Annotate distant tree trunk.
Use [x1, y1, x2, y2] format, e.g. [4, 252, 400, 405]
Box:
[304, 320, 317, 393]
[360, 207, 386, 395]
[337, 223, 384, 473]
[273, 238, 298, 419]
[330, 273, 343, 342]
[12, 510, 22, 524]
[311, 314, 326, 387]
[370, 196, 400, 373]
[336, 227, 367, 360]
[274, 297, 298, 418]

__________

— What is expected —
Would you set down the full listing exactly as it reads?

— Answer section —
Annotate distant tree trunk.
Use [x1, y1, x2, y2] format, e.g. [4, 252, 400, 405]
Box:
[304, 320, 317, 393]
[360, 207, 386, 395]
[337, 223, 384, 473]
[273, 238, 298, 419]
[330, 273, 343, 342]
[12, 510, 22, 524]
[311, 314, 326, 387]
[370, 196, 400, 373]
[336, 227, 367, 360]
[274, 297, 298, 418]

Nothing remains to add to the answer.